→ DOCUMENT TEXT
1. fsum(8)
  2. fsum(8)

NAME

fsum - A Scalable Parallel Checksum Tool

SYNOPSIS

fsum file1 file2 ...
fsum dir 

mpirun -np 8 fsum ...

DESCRIPTION

fsum is a program designed to do large scale data checksumming. Compared to conventional checksumming utilities such as md5sum, there are two major differences: (1) it is parallel; (2) it is dataset-based instead of file-based. fsum supports the following options:

--output filename

Rename signature file. By default, fsum generates a signature file using the current time stamp.

--chunksize sz

fsum will break up large files into pieces to increase parallelism. By default, fsum adaptively sets the chunk size based on the overall size of the workload. Use this option to specify a particular chunk size in KB, MB. For example: --chunksize 128MB.

--reduce-interval

Controls progress report frequency. The default is 10 seconds.

----export-block-signatures

Control whether the signature file contains checksums of each data block. By default, only the aggregated checksum is saved.

PERFORMANCE/RESOURCE CONSIDERATIONS

The final step of aggregating and sorting block checksums is not parallelized. The reduction is performed on a single node and requires a large memory footprint as the number of files increases.

AUTHOR

Feiyi Wang (fwang2@ornl.gov)

  1. December 2015
  2. fsum(8)

→ DATA SECTION
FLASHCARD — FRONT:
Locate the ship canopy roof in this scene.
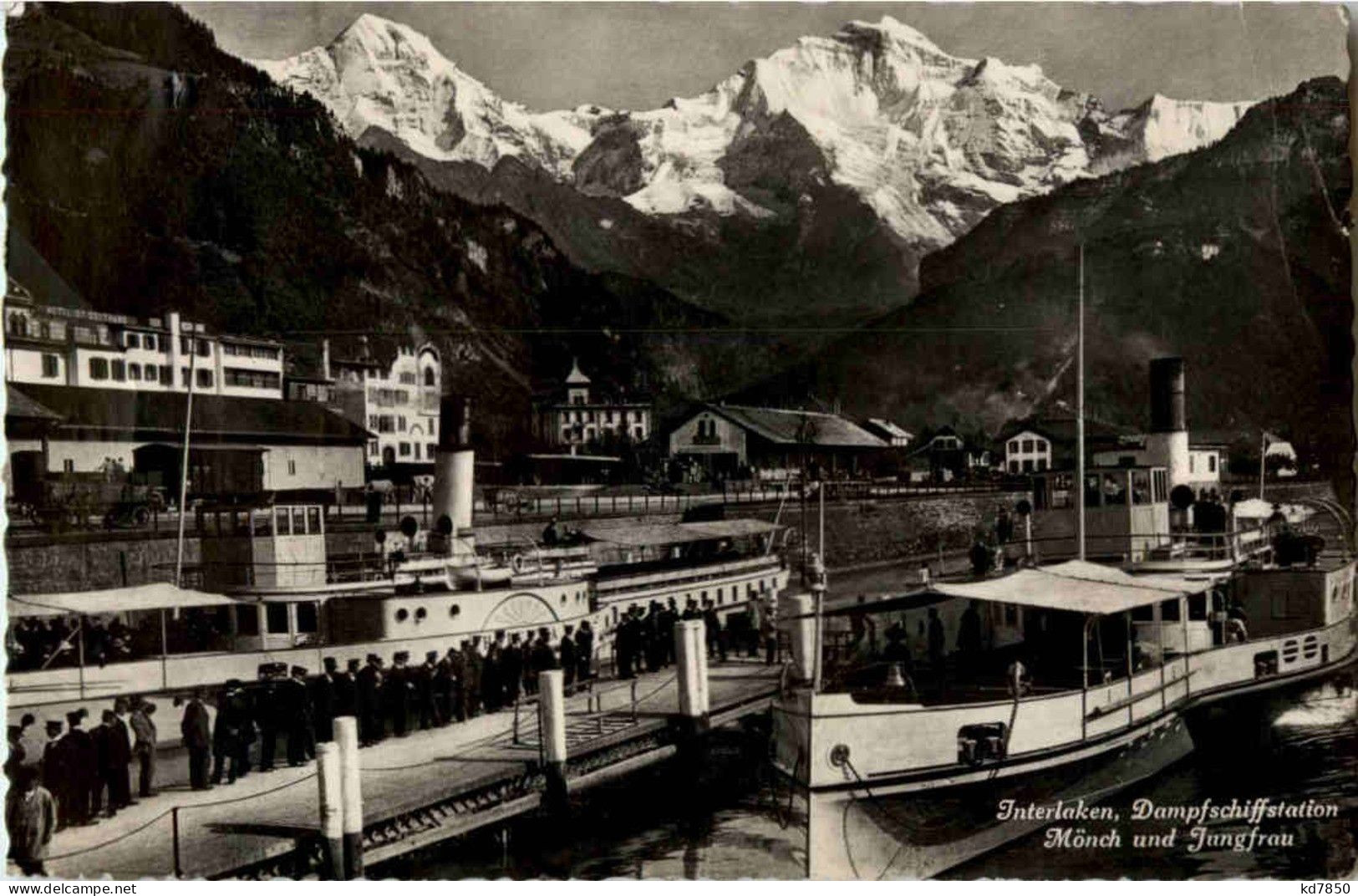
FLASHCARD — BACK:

→ GIVEN PROBLEM 1
Edit the passage of the fsum man page that opens with "--reduce-interval" and closes with "checksum is saved.", replacing "aggregated checksum" with "combined checksum".
→ GIVEN PROBLEM 2
According to the fsum man page, which step of the tool is not parallelized?

→ WORKED ANSWER 1
--reduce-interval

Controls progress report frequency. The default is 10 seconds.

----export-block-signatures

Control whether the signature file contains checksums of each data block. By default, only the combined checksum is saved.

→ WORKED ANSWER 2
The final step of aggregating and sorting block checksums.